Extracted records:
================================
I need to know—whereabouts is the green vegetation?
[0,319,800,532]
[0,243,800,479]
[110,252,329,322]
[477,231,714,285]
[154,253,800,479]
================================
**EXERCISE DIRECTIONS**
Render the items as a two-column CSV with the headers "request" and "answer", giving one row per item with its text and its answer, each in a single quoted field and with line breaks replaced by spaces.

**ANSWER TO THIS PROBLEM**
request,answer
"I need to know—whereabouts is the green vegetation?","[0,319,800,532] [0,243,800,479] [110,252,329,322] [477,231,714,285] [154,253,800,479]"